__Your objective__:
Rewrite the lines starting at the one containing "of the polka" and ending at the final line of the entries, changing "SHOULD" to "MUST" and keeping everything else the same.

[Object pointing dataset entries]
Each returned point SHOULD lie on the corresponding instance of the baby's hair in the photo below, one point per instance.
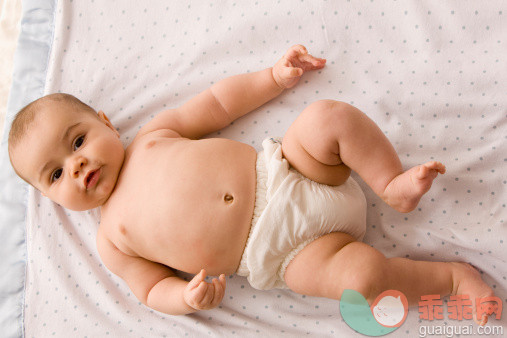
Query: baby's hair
(25, 117)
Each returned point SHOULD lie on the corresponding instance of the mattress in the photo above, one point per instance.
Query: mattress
(432, 75)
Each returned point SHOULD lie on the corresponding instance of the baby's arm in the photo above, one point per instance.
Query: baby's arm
(235, 96)
(156, 285)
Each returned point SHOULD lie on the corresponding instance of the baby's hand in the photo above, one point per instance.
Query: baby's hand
(204, 296)
(293, 64)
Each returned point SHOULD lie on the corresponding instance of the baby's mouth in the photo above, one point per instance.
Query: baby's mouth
(92, 178)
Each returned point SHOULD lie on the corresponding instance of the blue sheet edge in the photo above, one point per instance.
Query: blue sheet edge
(29, 76)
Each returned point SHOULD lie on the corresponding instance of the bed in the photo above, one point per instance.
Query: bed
(432, 75)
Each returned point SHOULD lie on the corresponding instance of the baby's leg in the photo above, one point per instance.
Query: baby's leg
(335, 262)
(329, 137)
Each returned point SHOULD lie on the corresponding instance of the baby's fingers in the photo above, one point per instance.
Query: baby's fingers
(196, 280)
(295, 51)
(219, 290)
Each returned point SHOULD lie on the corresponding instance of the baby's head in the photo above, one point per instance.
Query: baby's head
(67, 150)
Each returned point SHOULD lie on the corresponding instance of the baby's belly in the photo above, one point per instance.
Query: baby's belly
(193, 210)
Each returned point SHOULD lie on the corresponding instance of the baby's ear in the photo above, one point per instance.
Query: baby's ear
(108, 123)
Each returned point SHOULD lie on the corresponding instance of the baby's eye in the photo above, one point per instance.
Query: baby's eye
(56, 175)
(78, 142)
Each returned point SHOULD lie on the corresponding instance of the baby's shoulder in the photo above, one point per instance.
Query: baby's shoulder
(142, 138)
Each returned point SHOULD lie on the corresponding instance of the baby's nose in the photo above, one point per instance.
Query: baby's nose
(77, 165)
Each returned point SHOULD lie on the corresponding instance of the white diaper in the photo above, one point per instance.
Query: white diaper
(290, 212)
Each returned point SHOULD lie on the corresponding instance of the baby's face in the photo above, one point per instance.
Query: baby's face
(73, 158)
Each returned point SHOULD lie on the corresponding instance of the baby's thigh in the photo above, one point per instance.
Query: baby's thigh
(310, 144)
(310, 271)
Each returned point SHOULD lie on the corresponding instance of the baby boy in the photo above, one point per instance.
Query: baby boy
(288, 217)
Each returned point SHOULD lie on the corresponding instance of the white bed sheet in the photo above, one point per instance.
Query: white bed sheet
(432, 75)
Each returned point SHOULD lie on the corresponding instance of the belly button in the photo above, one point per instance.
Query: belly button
(228, 198)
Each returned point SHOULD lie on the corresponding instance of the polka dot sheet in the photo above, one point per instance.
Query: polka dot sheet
(432, 75)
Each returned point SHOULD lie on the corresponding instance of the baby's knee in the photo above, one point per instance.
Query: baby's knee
(370, 273)
(331, 114)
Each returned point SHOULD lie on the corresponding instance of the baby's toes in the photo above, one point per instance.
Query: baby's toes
(437, 166)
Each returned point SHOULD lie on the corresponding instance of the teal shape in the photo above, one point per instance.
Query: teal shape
(357, 314)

__Worked solution__:
Each returned point MUST lie on the corresponding instance of the polka dot sheet in the photo above, one point per instance.
Query: polka dot sheet
(432, 75)
Each returned point MUST lie on the corresponding instance of the baby's knee in the photo above, one point per instance.
Query: baby's knee
(370, 273)
(331, 114)
Each returned point MUST lie on the corresponding instance of the baby's toes in the photo above, one point per instance.
Query: baby's toes
(437, 166)
Each returned point MUST lie on the corresponding instance of the teal shape in the photo above, one point per instance.
Query: teal shape
(357, 314)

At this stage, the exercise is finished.